- EXTRACT:
+===+

Shields asserts that the district court erred in granting the defendants summary judgment on the desk search. The district court, applying the plurality’s test in O’Connor v. Ortega, 480 U.S. 709, 107 S.Ct. 1492, 94 L.Ed.2d 714 (1987), held that searching Shields’ desk did not violate the Fourth Amendment. In Ortega, the plurality refused to apply a warrant or probable cause standard when a government employer searches an employee’s office, desk, or file cabinet to retrieve government property or to investigate work-related misconduct. Id. at 719-26, 107 S.Ct. at 1499-1503. Instead, such a work-related “workplace” search is lawful if the search is “reasonable[ ] under all the circumstances.” Id. at 725-26, 107 S.Ct. at 1502. The plurality explained that a search is reasonable if it is “justified at its inception” and if it is “reasonably related in scope to the circumstances” that justified it. Id. at 726, 107 S.Ct. at 1503 (citing New Jersey v. T.L.O., 469 U.S. 325, 341, 105 S.Ct. 733, 742-43, 83 L.Ed.2d 720 (1985)). A workplace search to investigate work-related misconduct ordinarily is “justified at its inception” if reasonable grounds exist to suspect that the search will turn up evidence of the employee’s misconduct. Id. 480 U.S. at 726, 107 S.Ct. at 1502-03. An investigatory workplace search is reasonable in scope “when the measures taken are reasonably related” to the search’s objective and are not excessively intrusive in light of the misconduct’s nature.

The district court found that searching Shields’ desk was reasonable under Ortega. The court found that the search was reasonable at its inception because the defendants had an individualized suspicion of work-related misconduct by Shields and because the defendants had investigated Shields five or six months before searching his desk. The court found that the search was reasonable in scope because it was reasonable for the defendants to expect Shields’ desk to contain information regarding Shields’ misconduct.

+===+

- DATASET EXTRACT:
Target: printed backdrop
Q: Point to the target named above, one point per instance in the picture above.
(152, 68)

+===+

- THE TASKS:
1) Print everything in the court passage from "The district court found" down to "regarding Shields’ misconduct.".
2) According to the court passage, how long before searching Shields' desk had the defendants investigated him?
The lines come from a different source than the court passage.

- RESULTS OF THE EXERCISE:
1)
The district court found that searching Shields’ desk was reasonable under Ortega. The court found that the search was reasonable at its inception because the defendants had an individualized suspicion of work-related misconduct by Shields and because the defendants had investigated Shields five or six months before searching his desk. The court found that the search was reasonable in scope because it was reasonable for the defendants to expect Shields’ desk to contain information regarding Shields’ misconduct.

2) Five or six months before the search.